**What needs to be done**
For the records below, give the number of lines in which "side" appears, and add nothing else.

----------------------------------------

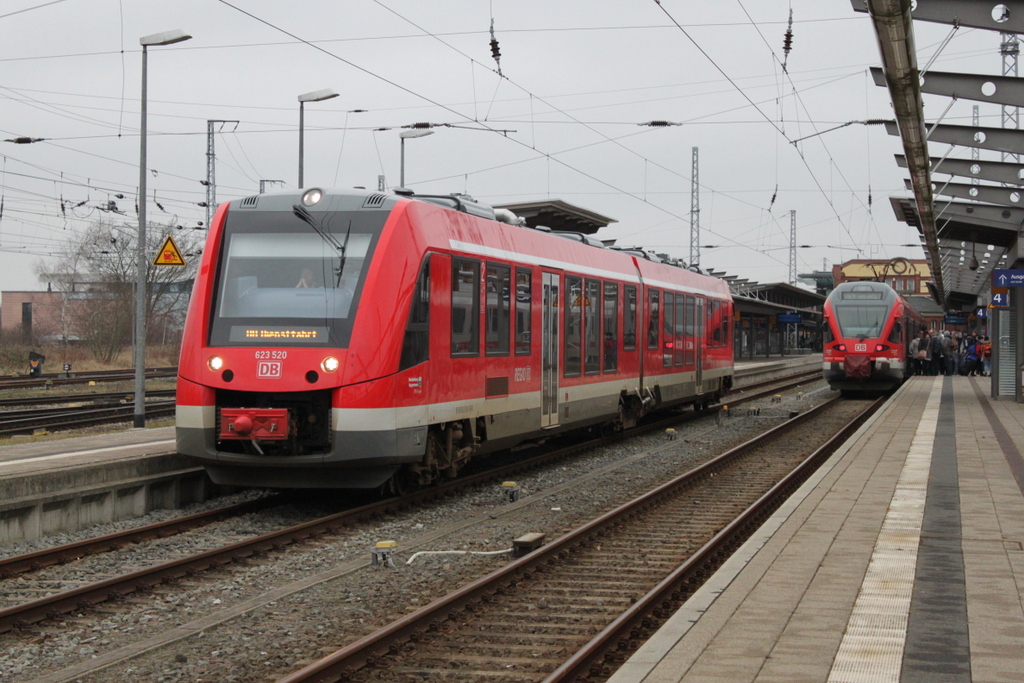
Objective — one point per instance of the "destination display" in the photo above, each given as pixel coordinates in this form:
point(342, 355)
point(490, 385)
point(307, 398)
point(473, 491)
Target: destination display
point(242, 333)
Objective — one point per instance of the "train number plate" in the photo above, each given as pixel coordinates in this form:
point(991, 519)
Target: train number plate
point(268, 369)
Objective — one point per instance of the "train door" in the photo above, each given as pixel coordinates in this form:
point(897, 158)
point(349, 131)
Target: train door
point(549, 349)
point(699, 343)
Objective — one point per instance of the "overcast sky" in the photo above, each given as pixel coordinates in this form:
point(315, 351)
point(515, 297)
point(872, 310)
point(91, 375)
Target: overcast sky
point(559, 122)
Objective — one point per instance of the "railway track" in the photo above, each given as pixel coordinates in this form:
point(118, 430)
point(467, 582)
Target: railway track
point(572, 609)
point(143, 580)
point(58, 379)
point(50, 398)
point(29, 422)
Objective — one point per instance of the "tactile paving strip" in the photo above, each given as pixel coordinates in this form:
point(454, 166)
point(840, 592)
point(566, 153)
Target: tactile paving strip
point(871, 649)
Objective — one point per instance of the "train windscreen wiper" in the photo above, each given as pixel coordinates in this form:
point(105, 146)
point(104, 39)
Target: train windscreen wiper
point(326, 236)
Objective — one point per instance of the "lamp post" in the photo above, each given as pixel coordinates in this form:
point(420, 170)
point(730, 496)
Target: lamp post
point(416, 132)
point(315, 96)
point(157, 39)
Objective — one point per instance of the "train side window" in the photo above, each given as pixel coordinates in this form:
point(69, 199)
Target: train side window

----------------------------------------

**The completed task**
2